··· RECORDED INFORMATION ···
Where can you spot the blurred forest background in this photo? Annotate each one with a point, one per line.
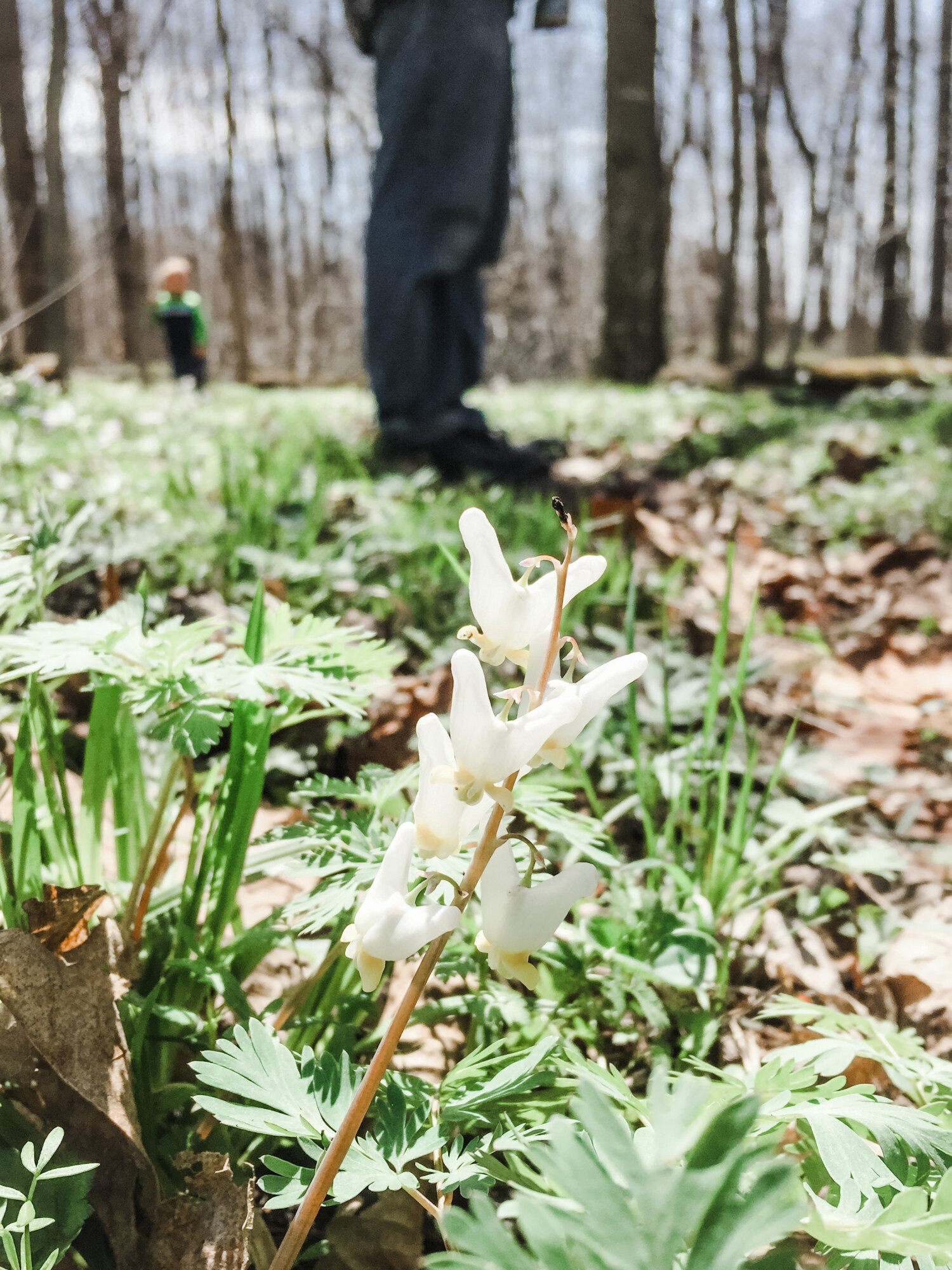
···
··· RECORDED INFORMATION ···
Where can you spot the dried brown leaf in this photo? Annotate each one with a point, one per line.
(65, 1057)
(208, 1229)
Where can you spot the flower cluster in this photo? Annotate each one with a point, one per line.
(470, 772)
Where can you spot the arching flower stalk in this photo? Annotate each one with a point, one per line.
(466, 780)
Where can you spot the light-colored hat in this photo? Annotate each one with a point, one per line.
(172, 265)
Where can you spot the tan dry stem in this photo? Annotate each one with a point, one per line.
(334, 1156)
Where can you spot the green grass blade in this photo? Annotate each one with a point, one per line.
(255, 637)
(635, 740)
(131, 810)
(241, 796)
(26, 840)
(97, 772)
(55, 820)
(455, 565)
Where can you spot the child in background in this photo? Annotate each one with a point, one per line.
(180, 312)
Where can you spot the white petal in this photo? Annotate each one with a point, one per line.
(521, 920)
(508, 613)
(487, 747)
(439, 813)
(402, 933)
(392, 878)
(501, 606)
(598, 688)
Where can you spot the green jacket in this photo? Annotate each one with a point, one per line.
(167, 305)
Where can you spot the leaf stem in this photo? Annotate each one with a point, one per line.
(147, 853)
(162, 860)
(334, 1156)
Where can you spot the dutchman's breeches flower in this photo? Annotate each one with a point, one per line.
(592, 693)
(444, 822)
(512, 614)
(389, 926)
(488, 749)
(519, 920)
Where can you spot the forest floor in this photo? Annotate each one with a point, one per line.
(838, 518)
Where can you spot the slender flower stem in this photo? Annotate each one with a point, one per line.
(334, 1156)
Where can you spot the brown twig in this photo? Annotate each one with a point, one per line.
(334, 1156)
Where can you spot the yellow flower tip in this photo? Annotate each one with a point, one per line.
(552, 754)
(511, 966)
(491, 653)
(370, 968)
···
◆ **TASK BRIEF**
Please tally the lines in the material above that contain the string "stem" and give only the number.

◆ **SOLUTION FOR THIS TASK**
3